** Written instruction **
Pull out every line in the rows below that contains the word "Give".

-------- Data supplied

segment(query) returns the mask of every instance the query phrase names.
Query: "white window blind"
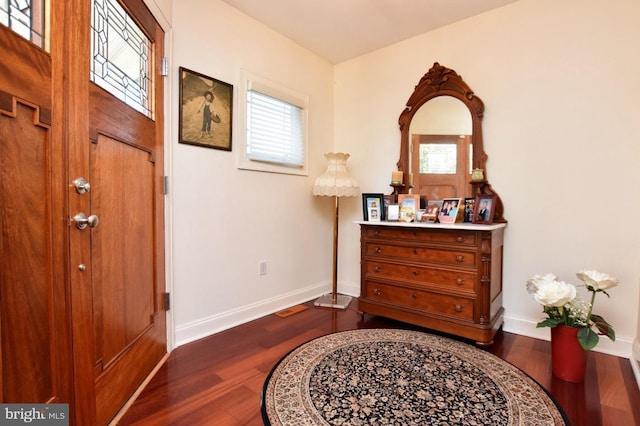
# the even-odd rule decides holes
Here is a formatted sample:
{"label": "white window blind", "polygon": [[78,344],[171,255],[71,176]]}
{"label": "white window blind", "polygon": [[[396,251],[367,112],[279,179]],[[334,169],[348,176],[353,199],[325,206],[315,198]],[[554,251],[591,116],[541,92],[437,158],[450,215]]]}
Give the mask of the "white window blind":
{"label": "white window blind", "polygon": [[301,168],[303,135],[301,107],[254,89],[247,91],[247,158]]}

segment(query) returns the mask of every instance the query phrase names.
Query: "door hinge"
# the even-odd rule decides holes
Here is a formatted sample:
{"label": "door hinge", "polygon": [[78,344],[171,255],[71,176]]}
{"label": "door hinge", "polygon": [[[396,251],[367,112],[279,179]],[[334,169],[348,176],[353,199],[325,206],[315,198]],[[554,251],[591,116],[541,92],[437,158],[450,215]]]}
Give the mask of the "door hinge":
{"label": "door hinge", "polygon": [[160,67],[160,75],[166,77],[169,75],[169,59],[164,56],[162,58],[162,66]]}
{"label": "door hinge", "polygon": [[162,178],[162,193],[164,195],[169,193],[169,176],[163,176]]}

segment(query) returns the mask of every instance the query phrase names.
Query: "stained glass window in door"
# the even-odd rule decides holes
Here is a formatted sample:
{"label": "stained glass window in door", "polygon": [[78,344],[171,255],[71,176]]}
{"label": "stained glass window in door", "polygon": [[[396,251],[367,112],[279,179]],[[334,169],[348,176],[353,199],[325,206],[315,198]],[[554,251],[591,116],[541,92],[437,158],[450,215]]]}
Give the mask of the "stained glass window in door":
{"label": "stained glass window in door", "polygon": [[45,0],[0,0],[0,24],[46,49],[45,3]]}
{"label": "stained glass window in door", "polygon": [[91,81],[153,118],[151,41],[117,0],[92,0],[91,9]]}

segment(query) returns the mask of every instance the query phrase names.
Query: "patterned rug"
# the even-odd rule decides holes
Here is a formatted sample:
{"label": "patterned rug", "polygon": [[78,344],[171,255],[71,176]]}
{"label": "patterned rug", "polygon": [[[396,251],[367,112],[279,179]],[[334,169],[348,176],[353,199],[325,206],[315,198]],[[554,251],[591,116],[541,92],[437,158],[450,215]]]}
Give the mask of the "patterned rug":
{"label": "patterned rug", "polygon": [[469,344],[351,330],[291,351],[263,388],[266,425],[568,425],[528,375]]}

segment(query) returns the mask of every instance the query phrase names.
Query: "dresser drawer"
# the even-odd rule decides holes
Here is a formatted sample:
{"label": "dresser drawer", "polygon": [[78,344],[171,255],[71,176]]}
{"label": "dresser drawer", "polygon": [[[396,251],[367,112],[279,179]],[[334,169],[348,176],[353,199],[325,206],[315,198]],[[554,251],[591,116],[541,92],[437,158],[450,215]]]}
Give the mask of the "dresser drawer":
{"label": "dresser drawer", "polygon": [[456,244],[469,247],[478,246],[478,233],[456,229],[391,228],[387,226],[367,226],[365,239],[388,239],[418,242]]}
{"label": "dresser drawer", "polygon": [[365,294],[362,296],[375,302],[473,321],[474,299],[370,281],[366,282]]}
{"label": "dresser drawer", "polygon": [[402,280],[415,284],[429,284],[449,289],[472,292],[475,289],[476,274],[450,271],[415,265],[367,261],[365,278],[373,280]]}
{"label": "dresser drawer", "polygon": [[476,266],[476,253],[455,249],[441,249],[424,246],[405,246],[382,242],[364,242],[366,256],[397,258],[404,261],[427,262],[440,265],[464,267]]}

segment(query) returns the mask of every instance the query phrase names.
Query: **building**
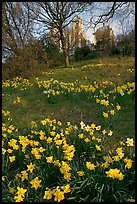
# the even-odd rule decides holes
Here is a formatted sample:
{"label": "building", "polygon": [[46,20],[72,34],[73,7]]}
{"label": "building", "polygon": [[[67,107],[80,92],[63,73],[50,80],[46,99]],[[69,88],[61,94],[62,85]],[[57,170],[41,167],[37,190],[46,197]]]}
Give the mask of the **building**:
{"label": "building", "polygon": [[[98,28],[94,35],[94,44],[96,45],[97,43],[101,43],[103,41],[107,41],[108,45],[112,45],[115,41],[115,35],[112,30],[108,25],[103,24],[102,27]],[[103,46],[103,43],[102,43]]]}

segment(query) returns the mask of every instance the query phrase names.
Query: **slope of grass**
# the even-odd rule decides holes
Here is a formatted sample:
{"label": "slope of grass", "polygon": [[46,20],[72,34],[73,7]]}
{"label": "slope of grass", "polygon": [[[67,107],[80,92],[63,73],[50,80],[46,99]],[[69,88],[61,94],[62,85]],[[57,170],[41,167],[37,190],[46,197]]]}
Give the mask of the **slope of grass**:
{"label": "slope of grass", "polygon": [[134,77],[104,58],[3,81],[3,202],[133,201]]}

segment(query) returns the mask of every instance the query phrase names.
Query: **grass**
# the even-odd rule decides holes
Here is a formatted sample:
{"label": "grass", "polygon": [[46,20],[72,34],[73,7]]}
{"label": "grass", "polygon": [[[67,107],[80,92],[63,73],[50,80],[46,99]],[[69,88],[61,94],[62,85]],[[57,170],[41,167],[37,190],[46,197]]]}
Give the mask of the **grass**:
{"label": "grass", "polygon": [[[80,62],[77,62],[72,64],[73,68],[51,69],[49,72],[44,73],[40,79],[49,80],[53,78],[62,82],[79,80],[80,83],[84,84],[92,84],[94,81],[100,83],[101,81],[108,80],[116,85],[134,81],[134,72],[127,72],[128,69],[134,68],[134,58],[121,58],[120,60],[117,58],[104,58],[88,61],[88,63],[87,61],[81,62],[81,65],[80,67]],[[8,88],[8,90],[6,88],[5,91],[7,94],[10,93],[10,97],[3,99],[3,109],[11,111],[12,118],[21,130],[29,128],[32,120],[37,122],[45,117],[55,117],[65,123],[72,121],[73,124],[78,124],[81,120],[87,124],[92,121],[102,124],[103,120],[98,116],[96,104],[91,101],[70,101],[63,99],[58,103],[50,104],[47,103],[45,95],[36,86],[35,78],[30,79],[30,81],[34,86],[25,91],[13,90],[11,88]],[[21,97],[21,104],[14,105],[13,100],[17,96]],[[125,133],[127,135],[134,135],[134,98],[128,97],[126,103],[123,102],[122,105],[120,118],[114,122],[118,138],[123,137]],[[127,120],[131,128],[127,126]]]}
{"label": "grass", "polygon": [[[13,124],[18,131],[13,131],[11,133],[6,132],[6,136],[3,136],[3,148],[7,150],[9,148],[8,142],[13,138],[19,140],[18,137],[22,135],[26,136],[27,139],[29,138],[31,142],[32,140],[39,141],[39,144],[45,148],[46,153],[42,153],[42,159],[39,160],[35,159],[35,154],[32,155],[30,153],[34,147],[27,147],[25,154],[21,151],[21,148],[23,147],[20,147],[19,151],[14,151],[16,155],[15,165],[14,162],[13,165],[10,164],[8,158],[9,155],[6,153],[5,156],[4,154],[2,175],[4,175],[7,179],[7,185],[6,182],[3,184],[4,202],[13,201],[13,195],[9,194],[9,187],[7,187],[8,184],[11,185],[11,188],[14,188],[14,190],[18,185],[21,185],[23,188],[28,188],[29,193],[27,193],[25,201],[43,202],[45,187],[42,187],[41,190],[34,191],[26,180],[25,182],[19,180],[18,183],[18,181],[14,179],[16,178],[17,173],[25,170],[26,165],[30,164],[30,162],[35,163],[36,169],[34,174],[29,174],[29,180],[34,179],[34,175],[35,177],[39,176],[42,182],[44,182],[43,186],[50,187],[51,189],[54,189],[56,184],[59,186],[67,184],[69,179],[66,183],[66,179],[62,178],[62,174],[58,167],[53,167],[54,165],[52,162],[47,162],[45,155],[46,157],[50,157],[52,155],[54,159],[59,159],[60,162],[66,161],[67,159],[65,160],[63,158],[65,153],[62,153],[61,148],[63,148],[63,152],[67,152],[70,146],[75,150],[75,157],[72,154],[70,154],[70,156],[66,153],[66,155],[68,154],[72,157],[72,160],[67,160],[68,164],[72,167],[72,180],[69,181],[72,189],[70,196],[65,197],[65,201],[104,202],[109,200],[112,202],[122,202],[127,201],[128,198],[134,198],[134,180],[132,178],[134,168],[131,169],[131,171],[130,168],[129,170],[126,169],[124,167],[124,159],[121,159],[118,164],[116,162],[110,164],[112,165],[110,167],[112,169],[121,169],[121,172],[125,176],[125,180],[122,181],[117,181],[115,179],[109,180],[110,178],[107,179],[104,171],[105,168],[102,169],[102,167],[97,167],[95,168],[95,174],[91,174],[92,170],[89,171],[91,167],[88,167],[88,169],[84,166],[88,161],[94,161],[94,163],[96,162],[96,165],[99,162],[101,166],[103,156],[108,154],[110,157],[110,151],[112,151],[114,155],[116,154],[115,151],[116,148],[119,147],[119,141],[124,141],[125,143],[127,138],[134,139],[135,93],[133,88],[134,85],[132,83],[135,81],[134,63],[135,59],[132,57],[120,59],[95,59],[91,61],[72,63],[68,68],[57,67],[48,71],[46,70],[39,78],[32,77],[26,81],[23,79],[21,79],[21,81],[15,79],[15,81],[9,80],[8,82],[5,82],[5,84],[10,83],[12,86],[17,85],[17,87],[13,88],[11,86],[3,86],[2,109],[4,111],[10,111],[9,118],[12,118],[12,121],[8,121],[8,118],[4,116],[3,123],[6,126]],[[51,81],[51,79],[53,80]],[[47,82],[47,80],[50,81]],[[44,83],[44,81],[46,81],[46,83]],[[108,84],[104,85],[103,81],[108,81]],[[110,82],[113,83],[111,84]],[[80,87],[82,84],[84,88],[80,88],[80,92],[76,92],[75,90],[77,87]],[[91,91],[93,90],[93,87],[88,86],[91,84],[96,87],[95,92]],[[123,84],[126,88],[122,86]],[[88,88],[86,88],[86,86],[88,86]],[[123,87],[123,96],[120,95],[119,91],[117,91],[116,87],[118,86]],[[25,90],[24,87],[26,87]],[[75,87],[74,90],[73,87]],[[90,88],[91,90],[88,91]],[[114,90],[115,88],[116,90]],[[47,94],[44,93],[44,91],[49,90],[52,92],[48,92]],[[54,95],[54,91],[60,91],[60,94]],[[101,93],[101,91],[103,91],[104,94]],[[107,96],[107,94],[109,94],[109,96]],[[17,102],[19,99],[17,97],[20,97],[19,102]],[[110,105],[101,105],[96,102],[96,99],[108,99]],[[121,110],[119,111],[116,109],[118,104],[121,106]],[[109,112],[112,109],[116,112],[114,116]],[[109,117],[104,118],[103,112],[107,111],[109,113]],[[45,118],[49,118],[50,122]],[[58,123],[54,123],[54,119],[61,121],[62,125],[59,126],[57,125]],[[45,126],[41,125],[40,121],[42,120],[48,121]],[[64,147],[58,147],[54,144],[57,139],[55,139],[52,144],[47,144],[43,141],[43,139],[39,139],[39,136],[35,133],[35,128],[31,127],[32,121],[35,121],[38,125],[37,132],[39,133],[40,131],[44,131],[47,137],[51,137],[50,134],[53,131],[56,131],[58,134],[63,131],[67,145],[70,146],[67,146],[67,149],[64,150],[66,145],[65,142]],[[113,137],[105,137],[101,135],[102,133],[95,133],[97,140],[91,140],[89,132],[80,128],[81,121],[83,121],[85,125],[91,125],[92,123],[95,123],[96,127],[101,125],[101,130],[111,130],[113,132]],[[67,122],[71,122],[72,126],[69,127],[68,125],[67,127]],[[75,125],[77,128],[75,128]],[[33,129],[34,132],[31,132]],[[90,139],[90,142],[88,143],[84,139],[81,140],[78,138],[78,134],[80,133],[83,133],[85,138],[87,137]],[[101,144],[98,142],[100,136],[102,138]],[[63,141],[63,136],[61,134],[60,137]],[[23,143],[25,143],[25,141],[26,139],[24,138]],[[59,141],[57,140],[57,142]],[[97,151],[95,149],[95,145],[100,145],[103,150],[101,152]],[[134,156],[132,154],[134,154],[134,149],[130,149],[130,147],[126,147],[126,145],[123,145],[122,148],[124,149],[124,158],[133,160]],[[29,159],[25,157],[26,155],[29,156]],[[17,166],[19,166],[19,168],[17,168]],[[78,177],[76,172],[78,170],[84,171],[85,176]],[[44,180],[45,178],[46,181]],[[55,189],[53,192],[54,191]],[[90,195],[92,196],[90,197]]]}

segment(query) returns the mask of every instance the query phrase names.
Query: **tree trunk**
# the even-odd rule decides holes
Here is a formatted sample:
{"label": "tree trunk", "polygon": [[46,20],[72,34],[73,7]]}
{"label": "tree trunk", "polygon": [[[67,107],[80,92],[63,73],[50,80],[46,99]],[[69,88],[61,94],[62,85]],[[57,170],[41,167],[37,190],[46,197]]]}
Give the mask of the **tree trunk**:
{"label": "tree trunk", "polygon": [[61,45],[62,45],[62,49],[63,49],[63,54],[64,54],[64,60],[65,60],[65,66],[69,66],[70,62],[69,62],[69,55],[66,49],[66,45],[65,45],[65,39],[64,39],[64,35],[63,35],[63,31],[60,31],[60,40],[61,40]]}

----------------

** Task result **
Give the mask of the "white window blind":
Give the mask of the "door hinge":
Give the mask of the "stained glass window in door":
Give the mask of the "patterned rug":
Give the mask of the "dresser drawer":
Give the mask of the **building**:
Give the mask of the **slope of grass**:
Give the mask of the **grass**:
Give the mask of the **tree trunk**:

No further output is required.